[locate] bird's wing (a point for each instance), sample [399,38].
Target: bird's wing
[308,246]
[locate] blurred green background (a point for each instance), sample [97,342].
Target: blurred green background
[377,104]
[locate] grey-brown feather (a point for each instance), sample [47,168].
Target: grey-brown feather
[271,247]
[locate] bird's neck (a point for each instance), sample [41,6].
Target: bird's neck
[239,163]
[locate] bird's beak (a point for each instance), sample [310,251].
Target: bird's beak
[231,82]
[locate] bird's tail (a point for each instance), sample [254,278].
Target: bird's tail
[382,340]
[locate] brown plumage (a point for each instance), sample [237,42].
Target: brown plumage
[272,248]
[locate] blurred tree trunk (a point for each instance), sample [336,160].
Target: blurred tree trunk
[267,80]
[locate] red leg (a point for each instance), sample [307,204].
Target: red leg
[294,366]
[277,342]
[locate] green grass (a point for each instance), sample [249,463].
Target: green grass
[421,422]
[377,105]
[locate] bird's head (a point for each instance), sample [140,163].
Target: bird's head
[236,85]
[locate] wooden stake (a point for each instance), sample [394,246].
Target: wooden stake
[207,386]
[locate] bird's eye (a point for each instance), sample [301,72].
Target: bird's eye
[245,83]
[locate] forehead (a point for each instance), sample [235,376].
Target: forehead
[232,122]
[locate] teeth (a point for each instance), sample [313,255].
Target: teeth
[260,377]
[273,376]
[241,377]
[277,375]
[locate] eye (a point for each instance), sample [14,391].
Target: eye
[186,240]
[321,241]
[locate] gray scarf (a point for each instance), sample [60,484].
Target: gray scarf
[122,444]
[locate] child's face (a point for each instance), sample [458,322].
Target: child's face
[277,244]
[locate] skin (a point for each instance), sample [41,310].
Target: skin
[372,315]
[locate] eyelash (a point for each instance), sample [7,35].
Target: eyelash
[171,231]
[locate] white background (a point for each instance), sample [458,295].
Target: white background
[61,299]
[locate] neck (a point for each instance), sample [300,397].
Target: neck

──────────

- [Work task] Reproduce exactly, and with no other material, the lines between those holding "[locate] grey-brown feather" and "[locate] wooden stake", inclusive.

- [Solution]
[locate] grey-brown feather (a point for each instance), sample [47,168].
Target: grey-brown feather
[271,247]
[locate] bird's neck (a point for each instance), sample [41,6].
Target: bird's neck
[239,163]
[locate] bird's beak (a point for each instance), sample [310,251].
Target: bird's beak
[231,82]
[locate] bird's tail (a point for each instance), sample [254,278].
Target: bird's tail
[382,340]
[locate] brown plumage (a point for each instance), sample [237,42].
Target: brown plumage
[272,248]
[locate] blurred tree trunk (a point for each instance), sample [336,160].
Target: blurred tree trunk
[267,80]
[locate] red leg (a point for each instance), sample [307,204].
Target: red leg
[294,366]
[277,342]
[locate] green grass (a point for each instance), sample [249,463].
Target: green grass
[421,422]
[377,105]
[locate] bird's head (a point for each instance), sample [140,163].
Target: bird's head
[236,85]
[locate] wooden stake (a point for each instance), sample [394,246].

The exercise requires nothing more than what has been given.